Retype the data below in full, keeping every character as it is.

(DATASET RECORDS begins)

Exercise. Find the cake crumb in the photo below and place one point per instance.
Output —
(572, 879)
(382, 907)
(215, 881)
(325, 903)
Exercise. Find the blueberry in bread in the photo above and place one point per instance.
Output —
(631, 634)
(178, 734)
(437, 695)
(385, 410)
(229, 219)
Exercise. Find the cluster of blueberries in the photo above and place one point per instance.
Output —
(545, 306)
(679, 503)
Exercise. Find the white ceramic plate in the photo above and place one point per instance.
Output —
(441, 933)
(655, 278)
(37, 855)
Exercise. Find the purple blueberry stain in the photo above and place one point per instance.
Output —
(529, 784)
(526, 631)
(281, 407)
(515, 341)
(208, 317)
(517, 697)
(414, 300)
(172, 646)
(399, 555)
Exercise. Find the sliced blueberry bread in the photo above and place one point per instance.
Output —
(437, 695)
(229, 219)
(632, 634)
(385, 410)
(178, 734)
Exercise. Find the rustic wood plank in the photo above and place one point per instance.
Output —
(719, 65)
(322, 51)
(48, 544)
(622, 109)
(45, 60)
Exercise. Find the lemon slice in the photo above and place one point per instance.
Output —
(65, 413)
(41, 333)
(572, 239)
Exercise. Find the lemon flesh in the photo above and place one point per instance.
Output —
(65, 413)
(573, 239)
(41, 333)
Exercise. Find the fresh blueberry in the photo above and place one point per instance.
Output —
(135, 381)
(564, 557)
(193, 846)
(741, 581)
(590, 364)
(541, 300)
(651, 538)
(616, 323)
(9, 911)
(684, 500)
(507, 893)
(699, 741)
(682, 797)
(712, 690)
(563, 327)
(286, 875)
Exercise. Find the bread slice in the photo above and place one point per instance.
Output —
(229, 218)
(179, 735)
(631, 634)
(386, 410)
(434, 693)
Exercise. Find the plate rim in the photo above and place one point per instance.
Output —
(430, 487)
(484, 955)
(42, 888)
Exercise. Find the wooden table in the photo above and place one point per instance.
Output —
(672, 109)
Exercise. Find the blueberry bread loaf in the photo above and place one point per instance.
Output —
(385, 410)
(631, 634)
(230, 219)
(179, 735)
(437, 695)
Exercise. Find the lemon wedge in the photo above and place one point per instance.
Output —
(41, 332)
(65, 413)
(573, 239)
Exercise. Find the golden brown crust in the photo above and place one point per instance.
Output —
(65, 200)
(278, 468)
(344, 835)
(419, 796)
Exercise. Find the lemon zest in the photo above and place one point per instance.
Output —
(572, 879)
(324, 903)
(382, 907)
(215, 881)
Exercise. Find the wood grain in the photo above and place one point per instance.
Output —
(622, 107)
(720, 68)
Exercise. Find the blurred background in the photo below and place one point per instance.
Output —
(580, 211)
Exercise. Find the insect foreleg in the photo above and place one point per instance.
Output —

(DATASET RECORDS ends)

SOLUTION FOR THIS TASK:
Exercise. Find the cake crumb in the photo below and place one point per instance.
Output —
(572, 879)
(382, 907)
(215, 881)
(325, 903)
Exercise. Find the blueberry in bread in the photo above and place one point per instance.
Output —
(631, 634)
(178, 734)
(437, 695)
(385, 410)
(229, 219)
Exercise. Find the cluster of blueberries in the photo above and place one point per instance.
Output —
(545, 306)
(679, 503)
Exercise. Find the white ceramic plate in the photo above and place one point per instance.
Output —
(441, 933)
(655, 278)
(37, 855)
Exercise. Find the purple blueberry stain in the photo above and place one point per instance.
Output —
(529, 784)
(526, 631)
(281, 407)
(515, 341)
(208, 317)
(517, 697)
(414, 300)
(172, 646)
(399, 555)
Exercise. Find the sliced blueberry bread in the photo above and place one point per instance.
Output —
(437, 695)
(229, 219)
(632, 634)
(385, 410)
(178, 734)
Exercise. Find the rustic wood plank in the photo above and place one point per instance.
Output —
(719, 65)
(322, 51)
(48, 544)
(622, 109)
(45, 60)
Exercise. Find the lemon slice in the photo above and place one point per instance.
Output —
(65, 413)
(41, 333)
(572, 239)
Exercise. Find the lemon flesh in the photo above and place one point per instance.
Output —
(65, 413)
(573, 239)
(41, 333)
Exercise. Find the fresh blueberry in the photo above and place one point per instance.
Output —
(135, 381)
(564, 557)
(193, 846)
(741, 581)
(590, 364)
(541, 300)
(651, 538)
(616, 323)
(9, 911)
(684, 500)
(507, 893)
(699, 741)
(682, 797)
(712, 690)
(563, 327)
(286, 875)
Exercise. Find the bread slice in the photo above and place one point per instance.
Output —
(229, 218)
(179, 735)
(631, 634)
(386, 410)
(434, 693)
Exercise. Find the plate rim in the photo above and place one point per instance.
Output —
(430, 487)
(484, 955)
(42, 888)
Exercise. Find the wooden table in the photo above and place one point per instance.
Output —
(672, 109)
Exercise. Find the blueberry bread loaf in the photo above and place one point per instance.
Output —
(385, 410)
(631, 634)
(230, 219)
(179, 735)
(437, 695)
Exercise. Find the lemon wedge in the photo above and place one point per instance.
Output —
(41, 332)
(65, 413)
(573, 239)
Exercise. Find the golden brown crust in the photo above and place one point per instance.
Output —
(65, 200)
(278, 468)
(344, 835)
(419, 796)
Exercise. Find the lemon zest in the photo above and place one point per instance.
Output —
(572, 879)
(324, 903)
(382, 907)
(215, 881)
Exercise. Find the wood grain in the photo above and place one point per instance.
Output —
(622, 107)
(720, 68)
Exercise. Find the blurred background in the photo below and place one point per instance.
Output —
(580, 211)
Exercise. Find the insect foreleg in the photo above and place one point per instance.
Output —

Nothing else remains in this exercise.